_Task_. Copy word for word the part of the piece on financial coaching and racial equity below, starting at "Second, we need" and stopping after "community of experts.".

_Reading passage_.
Drawing on the lessons we’ve learned and the values we’ve formed from successfully serving individuals, the Clinic advances field-wide practices and advocates for social policies that pursue racial equity:  

 First, can we please put financial “literacy” to rest? Any conversation about poverty that distinguishes between “needs” and “wants” in a household budget fails to appreciate the legacy of slavery. At the Clinic, we’ve been on the forefront of differentiating financial coaching — with its emphasis on people’s lived experiences and actual circumstances  — from financial education. Just as the authors of “Credit Where It’s Due: Rethinking Financial Citizenship” point out, literacy tests have played a perverse role in excluding Black Americans from full political participation, so we should not let literacy tests do the same for financial participation.”

In practice, the Clinic’s work fully appreciates that the barriers people face to wealth-building are not typically about rote knowledge, but structural. In the wake of the recession, more and more have come to appreciate that the crisis on Wall Street, the housing bubble, and the Great Recession were not just a chain of events that occurred because some Americans couldn’t identify a compound interest formula. In fact, structural crises only exacerbated existing inequalities. 

Second, we need to recognize and hold paramount that the people we serve are experts in their own lives. The Clinic actively promotes this idea by ensuring that our customers’ own financial goals are the driver on their path to greater financial security, not programmatic dictates on what  a budget should look like, or the organization’s targets for lowering debt or increasing credit score. Moreover, the Clinic’s social enterprise, Change Machine’s life blood is a community of practice in which the experts are served by a community of experts.

The fact that the communities we serve have been able to consistently and continually make-ends-meet, despite poverty wages and gig jobs, is because they’ve earned an MBA in tough choices, trade-offs and hard decisions. Their expertise is the well from which solutions must be drawn for them to be effective.  

Third, the pervasiveness of racism and discrimination makes it incumbent on our field to collaborate with other disciplines in addressing the roots of this issue. As Nikole Hannah-Jones — the investigative reporter who spearheaded the 1619 Project — told Ezra Klein in a recent interview, addressing poverty alone won’t bridge the racial wealth gap. The idea that class, income or assets-based policies alone can bridge the gap is a fallacy because it assumes that “the primary disadvantage that Black people face is income,” which, she says, “it is not.” Census data, she points out, show that poor white Americans have more wealth than middle-income Black Americans. 

Indeed, our own Change Machine data bear this out too. Regardless of income, Black customers disproportionately lack wealth and assets. This is a lesson that we as financial coaching practitioners must acknowledge, and as such, it is incumbent on us to partner with our colleagues working in education, healthcare, and housing. The customers we serve face a myriad of challenges. Some may have chronic health problems; others face legal and immigration challenges. Others confront daily discrimination. Knowing this — and knowing that racism spans many aspects of life — the solutions we seek must be both ambitious and holistic. 

The wealth gap evident in our own data and whose origins are described in the 1619 Project, is a grave indicator of the work to be done. The 1619 project is a reminder of the historical and economic legacy that leads to racial disparities in assets, income, and debt. As financial coaching practitioners, we recognize the barriers that continue to exist across racial lines, and see our work as part and parcel of a larger commitment to social justice — in the hopes of living up to our founding ideals.

_Listed entries_.
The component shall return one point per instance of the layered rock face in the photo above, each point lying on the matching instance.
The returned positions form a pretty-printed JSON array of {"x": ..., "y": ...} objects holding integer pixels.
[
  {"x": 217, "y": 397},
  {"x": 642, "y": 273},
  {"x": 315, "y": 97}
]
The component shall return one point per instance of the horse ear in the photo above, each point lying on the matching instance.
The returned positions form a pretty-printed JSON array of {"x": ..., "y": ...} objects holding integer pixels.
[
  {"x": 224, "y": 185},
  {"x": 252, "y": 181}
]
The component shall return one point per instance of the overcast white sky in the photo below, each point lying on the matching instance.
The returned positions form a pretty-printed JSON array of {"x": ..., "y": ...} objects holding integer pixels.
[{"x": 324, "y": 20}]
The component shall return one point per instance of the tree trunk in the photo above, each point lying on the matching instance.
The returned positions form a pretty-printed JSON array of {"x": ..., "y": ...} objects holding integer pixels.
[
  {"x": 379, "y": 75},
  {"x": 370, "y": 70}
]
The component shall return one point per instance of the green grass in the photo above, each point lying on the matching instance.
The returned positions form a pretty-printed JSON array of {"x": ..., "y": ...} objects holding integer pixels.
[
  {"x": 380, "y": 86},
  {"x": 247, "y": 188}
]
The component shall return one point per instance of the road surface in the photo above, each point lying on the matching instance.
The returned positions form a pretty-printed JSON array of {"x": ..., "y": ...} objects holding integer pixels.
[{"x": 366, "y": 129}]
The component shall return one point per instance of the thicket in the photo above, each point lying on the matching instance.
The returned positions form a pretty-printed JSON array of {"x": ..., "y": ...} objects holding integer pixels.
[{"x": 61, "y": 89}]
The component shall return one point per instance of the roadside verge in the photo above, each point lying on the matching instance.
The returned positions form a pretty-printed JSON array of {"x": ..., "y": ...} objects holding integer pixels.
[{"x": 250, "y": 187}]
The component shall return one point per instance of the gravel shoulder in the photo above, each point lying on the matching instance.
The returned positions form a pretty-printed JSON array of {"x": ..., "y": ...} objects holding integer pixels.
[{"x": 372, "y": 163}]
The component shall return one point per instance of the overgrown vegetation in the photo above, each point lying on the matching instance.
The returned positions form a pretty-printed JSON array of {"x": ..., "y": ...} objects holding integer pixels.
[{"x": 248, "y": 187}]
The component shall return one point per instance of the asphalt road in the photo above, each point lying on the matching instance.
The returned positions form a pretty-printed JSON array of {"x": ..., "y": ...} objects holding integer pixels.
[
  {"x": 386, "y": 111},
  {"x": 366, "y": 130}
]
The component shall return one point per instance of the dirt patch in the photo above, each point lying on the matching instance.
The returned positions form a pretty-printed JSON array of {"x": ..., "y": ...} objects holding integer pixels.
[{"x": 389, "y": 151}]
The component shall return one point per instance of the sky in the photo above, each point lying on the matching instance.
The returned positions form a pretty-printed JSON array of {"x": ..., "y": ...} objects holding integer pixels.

_Solution to this task_.
Second, we need to recognize and hold paramount that the people we serve are experts in their own lives. The Clinic actively promotes this idea by ensuring that our customers’ own financial goals are the driver on their path to greater financial security, not programmatic dictates on what  a budget should look like, or the organization’s targets for lowering debt or increasing credit score. Moreover, the Clinic’s social enterprise, Change Machine’s life blood is a community of practice in which the experts are served by a community of experts.